Copy out, word for word, the lines of the listing from the line containing "in water, it would be much appreciated." through the end of the listing, both ends included.

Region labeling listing
━━━━━━━━━━━━━━━━━━━━

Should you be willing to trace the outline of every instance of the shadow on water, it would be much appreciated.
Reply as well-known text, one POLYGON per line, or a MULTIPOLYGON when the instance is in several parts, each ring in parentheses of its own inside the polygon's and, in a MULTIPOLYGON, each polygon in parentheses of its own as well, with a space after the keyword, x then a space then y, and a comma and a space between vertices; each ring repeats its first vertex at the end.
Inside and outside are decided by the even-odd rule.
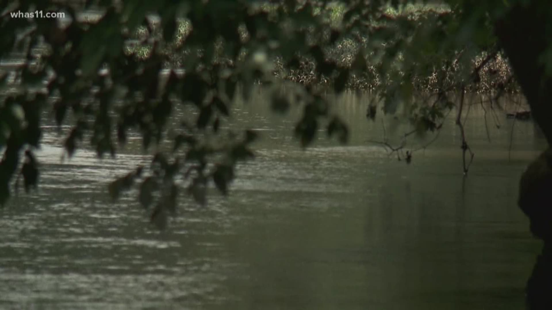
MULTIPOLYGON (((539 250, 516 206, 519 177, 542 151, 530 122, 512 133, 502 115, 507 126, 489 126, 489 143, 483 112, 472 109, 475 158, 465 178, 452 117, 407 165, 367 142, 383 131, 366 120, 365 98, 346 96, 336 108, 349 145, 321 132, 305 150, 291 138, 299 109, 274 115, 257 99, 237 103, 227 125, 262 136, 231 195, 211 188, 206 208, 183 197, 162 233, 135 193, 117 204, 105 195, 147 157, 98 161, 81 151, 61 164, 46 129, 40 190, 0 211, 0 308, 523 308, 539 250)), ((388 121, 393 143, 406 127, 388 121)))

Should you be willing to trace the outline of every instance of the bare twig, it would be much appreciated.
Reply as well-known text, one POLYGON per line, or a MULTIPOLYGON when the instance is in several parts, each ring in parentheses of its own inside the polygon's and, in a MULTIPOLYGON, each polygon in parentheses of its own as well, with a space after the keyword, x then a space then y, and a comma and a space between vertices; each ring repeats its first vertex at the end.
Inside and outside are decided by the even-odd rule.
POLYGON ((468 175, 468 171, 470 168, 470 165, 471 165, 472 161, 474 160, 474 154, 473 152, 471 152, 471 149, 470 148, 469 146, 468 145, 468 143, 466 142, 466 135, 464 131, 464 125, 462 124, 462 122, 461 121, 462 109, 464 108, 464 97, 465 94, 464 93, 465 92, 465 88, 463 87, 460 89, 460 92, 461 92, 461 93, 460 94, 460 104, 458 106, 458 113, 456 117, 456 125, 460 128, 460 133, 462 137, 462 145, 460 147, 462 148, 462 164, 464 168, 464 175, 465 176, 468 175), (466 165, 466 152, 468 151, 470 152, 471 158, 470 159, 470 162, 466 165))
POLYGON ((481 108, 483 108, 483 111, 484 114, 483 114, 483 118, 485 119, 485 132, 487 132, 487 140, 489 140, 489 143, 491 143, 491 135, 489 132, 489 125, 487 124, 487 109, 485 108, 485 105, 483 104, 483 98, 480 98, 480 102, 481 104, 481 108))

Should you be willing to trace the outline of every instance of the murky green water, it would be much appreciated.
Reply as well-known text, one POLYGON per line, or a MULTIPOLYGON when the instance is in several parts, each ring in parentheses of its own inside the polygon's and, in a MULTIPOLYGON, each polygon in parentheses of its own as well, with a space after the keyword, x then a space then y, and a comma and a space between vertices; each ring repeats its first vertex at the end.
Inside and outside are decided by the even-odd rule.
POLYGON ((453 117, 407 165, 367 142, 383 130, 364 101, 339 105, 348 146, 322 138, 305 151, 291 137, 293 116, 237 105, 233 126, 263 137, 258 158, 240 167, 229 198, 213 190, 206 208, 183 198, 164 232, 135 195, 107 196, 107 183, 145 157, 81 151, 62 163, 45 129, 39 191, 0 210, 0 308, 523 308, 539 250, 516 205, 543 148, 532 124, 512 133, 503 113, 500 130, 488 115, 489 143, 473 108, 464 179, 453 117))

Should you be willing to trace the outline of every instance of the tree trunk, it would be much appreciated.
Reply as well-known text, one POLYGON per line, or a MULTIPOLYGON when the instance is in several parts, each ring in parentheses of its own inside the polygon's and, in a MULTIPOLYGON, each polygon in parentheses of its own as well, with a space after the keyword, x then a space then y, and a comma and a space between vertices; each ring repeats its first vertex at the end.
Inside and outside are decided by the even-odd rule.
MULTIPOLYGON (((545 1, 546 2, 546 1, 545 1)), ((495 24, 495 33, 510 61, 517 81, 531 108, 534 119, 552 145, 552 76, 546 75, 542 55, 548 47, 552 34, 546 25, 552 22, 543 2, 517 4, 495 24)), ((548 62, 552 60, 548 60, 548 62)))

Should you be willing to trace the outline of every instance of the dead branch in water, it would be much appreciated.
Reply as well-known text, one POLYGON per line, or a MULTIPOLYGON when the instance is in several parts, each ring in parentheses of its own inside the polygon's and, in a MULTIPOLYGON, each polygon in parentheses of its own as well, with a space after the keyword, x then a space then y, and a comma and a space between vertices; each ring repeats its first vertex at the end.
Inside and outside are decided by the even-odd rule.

━━━━━━━━━━━━━━━━━━━━

= The result =
Should you be willing to trace the outline of every instance of the dead branch in water, it would be much appreciated.
Reply as well-known text, one POLYGON per line, or a MULTIPOLYGON when the instance is in several parts, each ring in parentheses of its own inside the polygon's and, in a MULTIPOLYGON, each polygon in parentheses of its own as well, with a space after the keyword, x then a space then y, and a comma and a space between vertices; each ring repeats its first vertex at the end.
Inside and outside are decided by the even-odd rule.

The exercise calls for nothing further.